┌─ TEXT SECTION
# hanging horizontal paper



## finishesbykevyn

I seem to have more questions than answers in the wallpaper portion of this forum, but I'll make up for it with paint knowledge.:notworthy:

Anyhow, In peoples opinions / experience, is there much of a demand for hanging wallpaper horizontally. Stripes in particular..If so, What are the challenges with this?
I hung a striped feature wall for a client today, and she informed me (after) that she wanted it hung horizontal!


----------



## daArch

finishesbykevyn said:


> I seem to have more questions than answers in the wallpaper portion of this forum, but I'll make up for it with paint knowledge.:notworthy:
> 
> Anyhow, In peoples opinions / experience, is there much of a demand for hanging wallpaper horizontally. Stripes in particular..If so, What are the challenges with this?
> I hung a striped feature wall for a client today, and she informed me (after) that she wanted it hung horizontal!


There is a faux wood paper pattern that I hung horizontal (the term is "railroaded")

I know a lady hanger that was asked to railroad a grass paper 

Demand? Not often (except liner really should be railroaded). The only challenge is keeping LONG strips straight. I start from the top as it is easier (for me) to seam that way. 

But railroading a 25 foot long piece on a wall is certainly easier than putting a 25 foot long piece on a ceiling. 

Bringing a full 27" wide strip around the top of a window is also challenging, but one figures out the little tricks after a few tries. 

The possibilities of wallpaper are only limited to one's imagination.
└─
┌─ GIVEN INFORMATION
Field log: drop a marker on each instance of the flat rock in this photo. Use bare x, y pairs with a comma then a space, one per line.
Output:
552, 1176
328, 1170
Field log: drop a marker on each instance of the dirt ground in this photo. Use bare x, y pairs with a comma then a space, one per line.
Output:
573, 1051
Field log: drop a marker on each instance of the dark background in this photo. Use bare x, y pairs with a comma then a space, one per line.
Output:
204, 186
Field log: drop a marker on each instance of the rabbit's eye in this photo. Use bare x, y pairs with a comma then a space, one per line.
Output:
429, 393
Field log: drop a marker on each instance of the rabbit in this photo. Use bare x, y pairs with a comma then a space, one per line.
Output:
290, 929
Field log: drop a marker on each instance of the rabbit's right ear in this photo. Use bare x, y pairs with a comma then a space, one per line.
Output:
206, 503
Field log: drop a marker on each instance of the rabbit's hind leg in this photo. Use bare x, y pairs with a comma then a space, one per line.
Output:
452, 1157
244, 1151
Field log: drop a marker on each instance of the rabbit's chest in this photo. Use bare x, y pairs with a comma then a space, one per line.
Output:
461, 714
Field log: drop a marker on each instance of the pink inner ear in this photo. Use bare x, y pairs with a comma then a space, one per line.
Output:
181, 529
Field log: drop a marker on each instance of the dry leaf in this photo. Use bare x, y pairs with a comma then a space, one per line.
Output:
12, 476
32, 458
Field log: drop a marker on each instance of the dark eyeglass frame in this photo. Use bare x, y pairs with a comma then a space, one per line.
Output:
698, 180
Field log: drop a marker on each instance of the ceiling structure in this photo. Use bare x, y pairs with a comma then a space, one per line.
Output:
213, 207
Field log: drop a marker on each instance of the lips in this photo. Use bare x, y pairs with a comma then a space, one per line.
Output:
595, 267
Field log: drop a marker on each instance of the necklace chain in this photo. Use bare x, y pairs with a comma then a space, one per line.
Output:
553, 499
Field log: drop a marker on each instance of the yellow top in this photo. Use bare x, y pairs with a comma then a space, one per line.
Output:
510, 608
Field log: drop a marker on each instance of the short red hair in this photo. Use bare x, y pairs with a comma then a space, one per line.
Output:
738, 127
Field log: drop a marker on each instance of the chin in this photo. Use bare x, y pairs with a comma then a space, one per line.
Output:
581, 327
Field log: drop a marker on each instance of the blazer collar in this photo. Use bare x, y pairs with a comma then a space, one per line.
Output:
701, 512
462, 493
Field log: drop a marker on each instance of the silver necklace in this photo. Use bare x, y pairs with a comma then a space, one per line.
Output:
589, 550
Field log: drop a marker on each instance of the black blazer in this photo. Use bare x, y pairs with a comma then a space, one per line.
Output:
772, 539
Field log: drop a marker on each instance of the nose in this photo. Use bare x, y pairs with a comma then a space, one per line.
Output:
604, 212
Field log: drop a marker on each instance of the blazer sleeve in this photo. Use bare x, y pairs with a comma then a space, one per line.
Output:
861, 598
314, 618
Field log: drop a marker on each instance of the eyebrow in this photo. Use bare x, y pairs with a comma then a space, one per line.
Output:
└─
= REQUEST 1 =
From the wallpaper forum thread, copy the passage that begins with the words containing "There is a faux" and ends with "a few tries.".
= REQUEST 2 =
In the wallpaper forum thread, what term is given for hanging paper horizontally?
= REQUEST 3 =
Extend the wallpaper forum thread beyond its last line.

= TASK RESULT 1 =
There is a faux wood paper pattern that I hung horizontal (the term is "railroaded")

I know a lady hanger that was asked to railroad a grass paper 

Demand? Not often (except liner really should be railroaded). The only challenge is keeping LONG strips straight. I start from the top as it is easier (for me) to seam that way. 

But railroading a 25 foot long piece on a wall is certainly easier than putting a 25 foot long piece on a ceiling. 

Bringing a full 27" wide strip around the top of a window is also challenging, but one figures out the little tricks after a few tries.

= TASK RESULT 2 =
Railroaded.

= TASK RESULT 3 =
----------



## ProWallGuy

Big demand? No. But it happens every so often.


----------



## finishesbykevyn

daArch said:


> There is a faux wood paper pattern that I hung horizontal (the term is "railroaded")
> 
> I know a lady hanger that was asked to railroad a grass paper
> 
> Demand? Not often (except liner really should be railroaded). The only challenge is keeping LONG strips straight. I start from the top as it is easier (for me) to seem that way.
> 
> But railroading a 25 foot long piece on a wall is certainly easier than putting a 25 foot long piece on a ceiling.
> 
> Bringing a full 27" wide strip around the top of a window is also challenging, but one figures out the little tricks after a few tries.
> 
> The possibilities of wallpaper are only limited to one's imagination.


 Have not yet attempted any ceilings.. and hope not to:whistling2:
I'm assuming Daarch that you would charge a bit more for this railroading process? Sounds like a 2 man job..


----------



## daArch

finishesbykevyn said:


> Have not yet attempted any ceilings.. and hope not to:whistling2:
> I'm assuming Daarch that you would charge a bit more for this railroading process? Sounds like a 2 man job..


Actually, railroading can be quicker, you can actually stick more square feet per minute than vertical. And when you learn how best to accordion fold the pasted paper, it is still a one man job. For the top piece, that requires a ladder, a plank makes it muck easier. In lieu of a plank, push pins to hold the "accordion" to the wall while you shift the ladder is helpful.

Obviously, this is nearly impossible to describe with words. And I do not readily find any vids on youtube


----------



## daArch

I just found this youtube that shows the accordion fold. 

The guy, I guess is in love with himself being on camera and takes a dog's age getting to the actual pasting, folding, and hanging. 

It at least gives you some idea. 

He's hanging right to left, for some reason I find it easier going left to right.


----------



## chrisn

daArch said:


> Actually, railroading can be quicker, you can actually stick more square feet per minute than vertical. And when you learn how best to accordion fold the pasted paper, it is still a one man job. For the top piece, that requires a ladder, a plank makes it muck easier. In lieu of a plank, push pins to hold the "accordion" to the wall while you shift the ladder is helpful.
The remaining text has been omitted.